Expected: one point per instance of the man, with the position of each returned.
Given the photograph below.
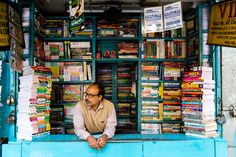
(95, 115)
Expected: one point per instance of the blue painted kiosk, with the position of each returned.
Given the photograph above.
(121, 145)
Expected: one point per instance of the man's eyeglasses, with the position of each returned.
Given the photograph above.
(90, 95)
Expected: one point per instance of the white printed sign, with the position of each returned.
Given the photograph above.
(153, 19)
(173, 16)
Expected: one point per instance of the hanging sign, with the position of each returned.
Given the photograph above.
(173, 16)
(4, 36)
(153, 19)
(76, 16)
(222, 26)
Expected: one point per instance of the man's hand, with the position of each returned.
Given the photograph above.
(102, 140)
(92, 142)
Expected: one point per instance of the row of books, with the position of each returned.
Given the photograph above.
(160, 48)
(198, 106)
(166, 128)
(70, 71)
(62, 50)
(124, 28)
(175, 33)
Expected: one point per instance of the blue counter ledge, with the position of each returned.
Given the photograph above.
(121, 145)
(121, 137)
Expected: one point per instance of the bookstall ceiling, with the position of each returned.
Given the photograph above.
(58, 7)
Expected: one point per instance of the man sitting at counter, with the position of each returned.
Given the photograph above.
(95, 115)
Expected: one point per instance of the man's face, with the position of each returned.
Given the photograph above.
(91, 97)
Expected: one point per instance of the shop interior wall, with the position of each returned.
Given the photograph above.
(229, 97)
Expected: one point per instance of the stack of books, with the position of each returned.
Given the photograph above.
(34, 103)
(198, 106)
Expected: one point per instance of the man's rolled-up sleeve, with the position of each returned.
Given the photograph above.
(78, 121)
(111, 124)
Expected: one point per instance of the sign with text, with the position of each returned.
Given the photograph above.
(76, 16)
(4, 35)
(153, 19)
(173, 16)
(222, 26)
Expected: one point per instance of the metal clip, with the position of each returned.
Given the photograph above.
(232, 111)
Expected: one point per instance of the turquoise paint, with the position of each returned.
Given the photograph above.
(8, 86)
(134, 145)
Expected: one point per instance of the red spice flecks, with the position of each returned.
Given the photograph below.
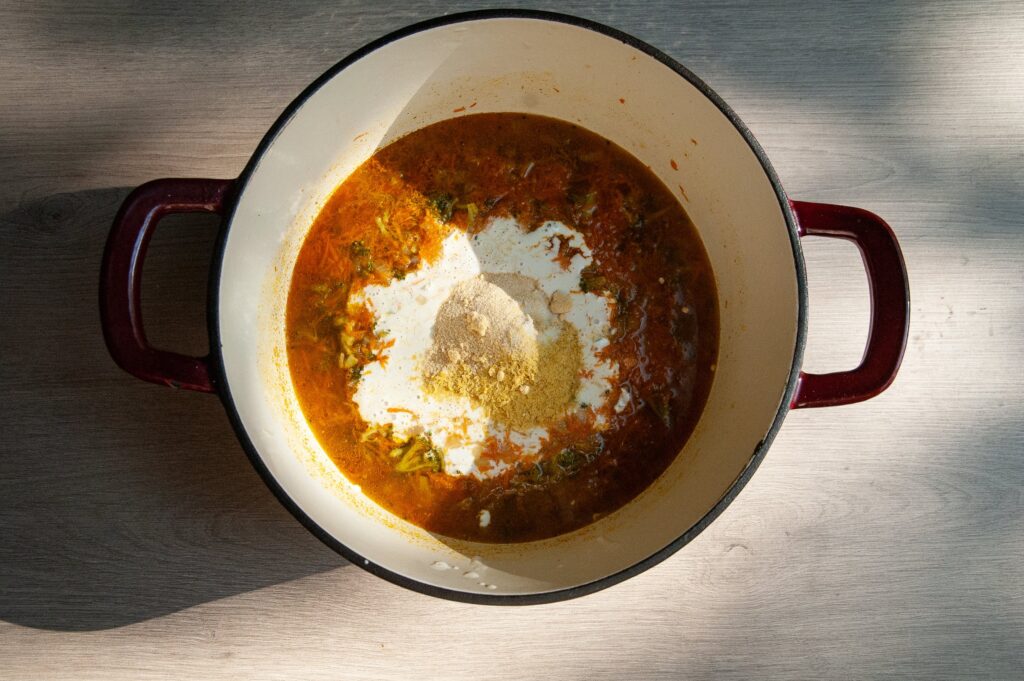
(565, 252)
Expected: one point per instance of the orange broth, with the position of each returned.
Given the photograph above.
(392, 214)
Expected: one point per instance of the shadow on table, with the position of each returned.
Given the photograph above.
(120, 501)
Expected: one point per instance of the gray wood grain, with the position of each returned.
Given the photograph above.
(880, 540)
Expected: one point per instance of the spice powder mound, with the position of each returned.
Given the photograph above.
(521, 370)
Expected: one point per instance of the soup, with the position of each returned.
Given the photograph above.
(502, 327)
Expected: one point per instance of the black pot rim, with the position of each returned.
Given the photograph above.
(223, 389)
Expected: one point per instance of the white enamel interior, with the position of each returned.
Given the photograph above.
(566, 72)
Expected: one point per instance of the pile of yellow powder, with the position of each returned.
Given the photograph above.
(485, 347)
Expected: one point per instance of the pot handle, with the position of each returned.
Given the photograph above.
(890, 305)
(121, 279)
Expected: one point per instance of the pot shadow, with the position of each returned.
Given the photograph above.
(122, 501)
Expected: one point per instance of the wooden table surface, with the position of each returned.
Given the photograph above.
(883, 540)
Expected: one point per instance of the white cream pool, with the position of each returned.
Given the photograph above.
(392, 392)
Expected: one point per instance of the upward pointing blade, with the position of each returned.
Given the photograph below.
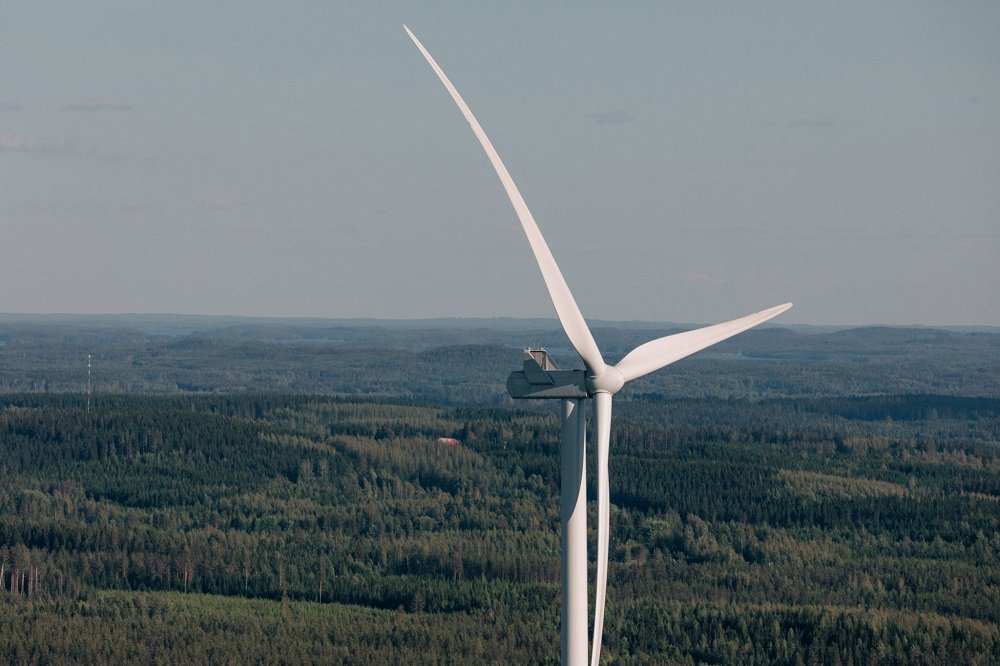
(569, 314)
(663, 351)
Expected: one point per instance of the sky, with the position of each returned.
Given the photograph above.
(686, 161)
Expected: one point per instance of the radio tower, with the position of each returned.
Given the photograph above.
(88, 383)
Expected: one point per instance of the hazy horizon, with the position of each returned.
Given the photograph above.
(686, 163)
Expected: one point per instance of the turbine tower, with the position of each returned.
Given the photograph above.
(541, 379)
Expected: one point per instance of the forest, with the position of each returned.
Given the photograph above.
(280, 495)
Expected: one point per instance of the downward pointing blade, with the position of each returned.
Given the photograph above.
(569, 314)
(662, 352)
(602, 428)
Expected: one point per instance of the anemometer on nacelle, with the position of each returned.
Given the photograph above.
(541, 378)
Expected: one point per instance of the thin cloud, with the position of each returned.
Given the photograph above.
(811, 122)
(616, 117)
(220, 204)
(48, 147)
(98, 105)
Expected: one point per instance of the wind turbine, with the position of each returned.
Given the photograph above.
(541, 379)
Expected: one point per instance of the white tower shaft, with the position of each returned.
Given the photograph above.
(573, 515)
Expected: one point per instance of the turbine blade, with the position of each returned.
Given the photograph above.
(602, 430)
(569, 314)
(662, 352)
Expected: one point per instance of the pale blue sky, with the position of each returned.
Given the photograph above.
(687, 161)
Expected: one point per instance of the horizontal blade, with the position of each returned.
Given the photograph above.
(662, 352)
(569, 314)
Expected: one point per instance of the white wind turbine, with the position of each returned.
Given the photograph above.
(600, 381)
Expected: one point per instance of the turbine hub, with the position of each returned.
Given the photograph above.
(610, 381)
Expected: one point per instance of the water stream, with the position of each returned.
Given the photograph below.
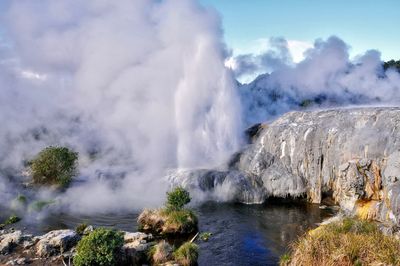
(241, 234)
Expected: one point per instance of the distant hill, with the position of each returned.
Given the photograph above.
(392, 64)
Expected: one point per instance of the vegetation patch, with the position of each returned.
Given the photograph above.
(54, 166)
(177, 199)
(187, 254)
(100, 247)
(160, 253)
(80, 229)
(346, 242)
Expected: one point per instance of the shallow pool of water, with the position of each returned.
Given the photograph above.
(241, 234)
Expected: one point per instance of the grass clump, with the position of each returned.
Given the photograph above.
(54, 166)
(80, 229)
(346, 242)
(187, 254)
(160, 253)
(40, 204)
(100, 247)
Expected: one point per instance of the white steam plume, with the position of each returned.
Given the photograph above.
(135, 86)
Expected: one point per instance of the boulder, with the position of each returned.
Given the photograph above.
(9, 240)
(135, 248)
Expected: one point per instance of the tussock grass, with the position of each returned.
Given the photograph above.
(187, 254)
(346, 242)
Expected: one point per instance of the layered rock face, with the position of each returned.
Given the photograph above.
(350, 155)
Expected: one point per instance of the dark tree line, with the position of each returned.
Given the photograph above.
(392, 64)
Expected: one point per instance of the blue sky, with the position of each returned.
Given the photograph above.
(363, 24)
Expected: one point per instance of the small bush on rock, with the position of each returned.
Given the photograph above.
(161, 253)
(54, 166)
(80, 229)
(346, 242)
(100, 247)
(177, 198)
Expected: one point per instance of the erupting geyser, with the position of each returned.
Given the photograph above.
(135, 86)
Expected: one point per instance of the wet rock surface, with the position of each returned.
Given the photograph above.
(58, 247)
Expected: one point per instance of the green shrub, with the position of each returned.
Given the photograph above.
(10, 220)
(39, 205)
(180, 221)
(177, 198)
(284, 259)
(205, 236)
(345, 242)
(100, 247)
(187, 254)
(160, 253)
(54, 166)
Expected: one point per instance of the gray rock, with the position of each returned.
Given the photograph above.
(9, 240)
(56, 242)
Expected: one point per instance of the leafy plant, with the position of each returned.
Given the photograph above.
(346, 242)
(205, 236)
(177, 198)
(10, 220)
(160, 253)
(100, 247)
(81, 228)
(54, 166)
(187, 254)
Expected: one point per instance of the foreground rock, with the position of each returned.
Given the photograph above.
(349, 155)
(58, 247)
(163, 222)
(344, 242)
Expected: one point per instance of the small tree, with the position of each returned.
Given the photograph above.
(54, 166)
(100, 247)
(177, 198)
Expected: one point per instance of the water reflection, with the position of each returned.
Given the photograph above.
(242, 234)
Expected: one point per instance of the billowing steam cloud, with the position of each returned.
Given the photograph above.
(326, 77)
(135, 86)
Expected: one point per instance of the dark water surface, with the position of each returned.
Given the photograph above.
(242, 234)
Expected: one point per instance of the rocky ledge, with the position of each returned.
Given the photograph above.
(58, 247)
(351, 156)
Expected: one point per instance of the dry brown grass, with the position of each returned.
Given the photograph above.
(165, 221)
(346, 242)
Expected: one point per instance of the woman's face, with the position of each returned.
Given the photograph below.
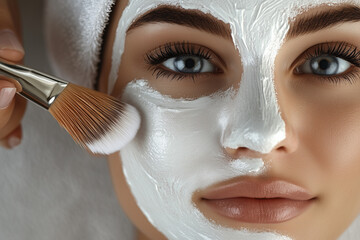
(249, 117)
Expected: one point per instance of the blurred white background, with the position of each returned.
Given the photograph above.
(49, 187)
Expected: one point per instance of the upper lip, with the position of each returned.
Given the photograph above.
(257, 188)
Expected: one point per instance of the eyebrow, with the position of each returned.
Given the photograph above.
(323, 19)
(189, 18)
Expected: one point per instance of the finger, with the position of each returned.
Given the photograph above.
(13, 139)
(10, 46)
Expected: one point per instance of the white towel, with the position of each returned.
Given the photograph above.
(73, 31)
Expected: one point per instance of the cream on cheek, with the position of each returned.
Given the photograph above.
(179, 148)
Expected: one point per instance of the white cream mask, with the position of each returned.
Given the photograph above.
(179, 148)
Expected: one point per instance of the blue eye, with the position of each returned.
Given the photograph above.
(189, 64)
(324, 65)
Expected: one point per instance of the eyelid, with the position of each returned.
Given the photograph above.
(185, 48)
(337, 49)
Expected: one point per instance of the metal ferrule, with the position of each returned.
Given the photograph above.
(36, 86)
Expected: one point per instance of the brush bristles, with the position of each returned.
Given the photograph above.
(96, 121)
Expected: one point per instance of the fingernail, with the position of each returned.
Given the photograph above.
(9, 41)
(6, 96)
(13, 141)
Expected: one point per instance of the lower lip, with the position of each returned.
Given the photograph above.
(259, 210)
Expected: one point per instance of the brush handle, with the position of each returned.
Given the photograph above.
(38, 87)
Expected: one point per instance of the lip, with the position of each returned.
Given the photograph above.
(258, 201)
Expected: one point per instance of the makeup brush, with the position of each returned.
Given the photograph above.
(96, 121)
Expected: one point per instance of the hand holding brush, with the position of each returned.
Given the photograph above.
(96, 121)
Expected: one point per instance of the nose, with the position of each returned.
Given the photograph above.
(253, 121)
(288, 145)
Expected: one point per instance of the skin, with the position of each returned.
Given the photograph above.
(320, 151)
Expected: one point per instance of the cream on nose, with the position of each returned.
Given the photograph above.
(254, 120)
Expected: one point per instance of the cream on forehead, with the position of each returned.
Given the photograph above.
(179, 148)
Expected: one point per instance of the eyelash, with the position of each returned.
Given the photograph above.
(342, 50)
(156, 57)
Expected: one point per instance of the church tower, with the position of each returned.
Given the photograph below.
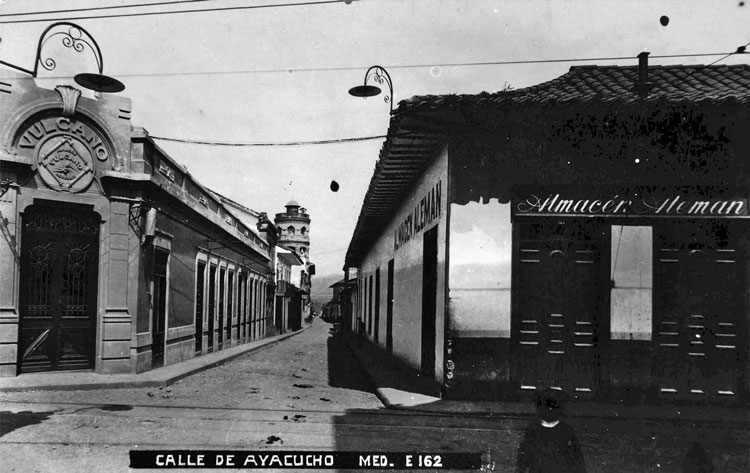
(294, 229)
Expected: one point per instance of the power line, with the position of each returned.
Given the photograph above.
(197, 10)
(110, 7)
(268, 144)
(740, 50)
(410, 66)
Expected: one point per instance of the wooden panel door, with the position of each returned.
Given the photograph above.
(558, 290)
(59, 272)
(699, 306)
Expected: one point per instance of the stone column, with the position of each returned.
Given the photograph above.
(10, 254)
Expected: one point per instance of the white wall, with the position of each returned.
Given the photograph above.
(480, 269)
(407, 297)
(632, 273)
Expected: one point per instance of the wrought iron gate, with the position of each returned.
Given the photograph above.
(59, 260)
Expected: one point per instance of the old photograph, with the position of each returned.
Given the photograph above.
(375, 235)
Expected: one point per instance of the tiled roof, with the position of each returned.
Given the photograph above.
(611, 84)
(421, 125)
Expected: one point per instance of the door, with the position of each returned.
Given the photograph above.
(199, 288)
(558, 295)
(429, 302)
(389, 309)
(222, 275)
(58, 296)
(699, 309)
(211, 306)
(159, 308)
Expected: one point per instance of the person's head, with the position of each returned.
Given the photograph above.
(549, 404)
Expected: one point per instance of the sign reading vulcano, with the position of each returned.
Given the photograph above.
(676, 204)
(427, 211)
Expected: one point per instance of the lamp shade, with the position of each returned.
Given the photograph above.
(364, 91)
(99, 83)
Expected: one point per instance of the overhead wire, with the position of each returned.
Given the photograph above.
(407, 66)
(740, 50)
(269, 144)
(171, 12)
(108, 7)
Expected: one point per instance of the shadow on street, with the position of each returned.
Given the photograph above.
(10, 421)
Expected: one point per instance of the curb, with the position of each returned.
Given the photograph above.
(149, 379)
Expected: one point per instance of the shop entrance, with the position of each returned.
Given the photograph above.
(700, 304)
(559, 290)
(159, 308)
(58, 296)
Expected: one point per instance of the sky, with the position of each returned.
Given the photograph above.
(280, 74)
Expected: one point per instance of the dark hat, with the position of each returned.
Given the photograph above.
(549, 398)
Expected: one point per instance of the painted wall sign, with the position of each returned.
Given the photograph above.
(674, 203)
(427, 211)
(41, 131)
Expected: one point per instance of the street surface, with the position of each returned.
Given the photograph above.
(308, 393)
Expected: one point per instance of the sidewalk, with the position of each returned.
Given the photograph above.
(400, 388)
(78, 381)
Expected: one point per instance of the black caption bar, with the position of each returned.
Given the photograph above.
(303, 460)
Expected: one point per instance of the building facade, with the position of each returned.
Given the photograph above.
(115, 259)
(589, 233)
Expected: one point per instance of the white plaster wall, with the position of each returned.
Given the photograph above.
(632, 273)
(407, 289)
(480, 269)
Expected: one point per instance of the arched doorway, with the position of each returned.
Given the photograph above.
(58, 295)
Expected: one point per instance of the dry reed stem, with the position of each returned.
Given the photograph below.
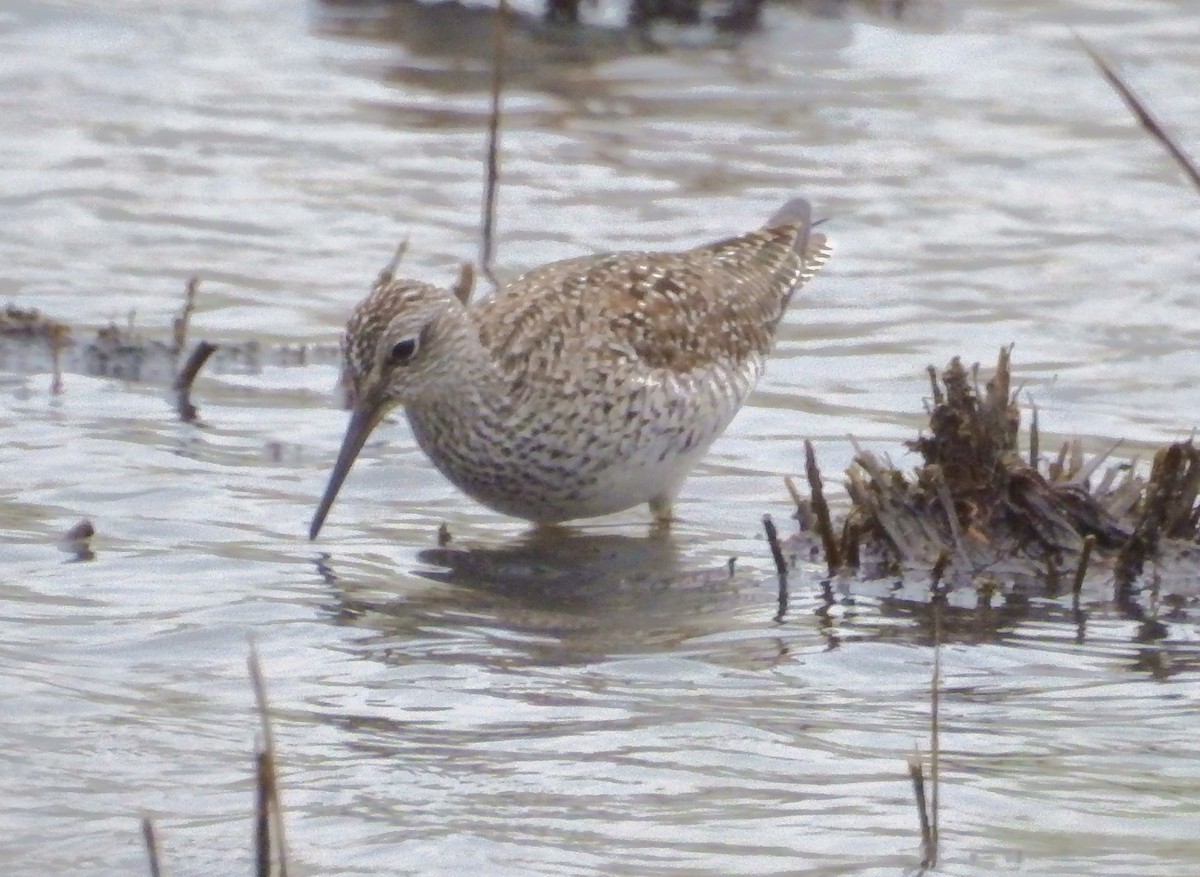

◆ Exercise goal:
Write out each line above that contains the word "brush".

◆ Answer area:
Expected: one point per instance of the brush bristles, with the position of each returned.
Expected: one point per instance of the brush handle, with the position of each returned.
Expected: one point per instance of the makeup brush, with the position of each returned.
Expected: one point per instance of the hand holding brush, with the position of each returned.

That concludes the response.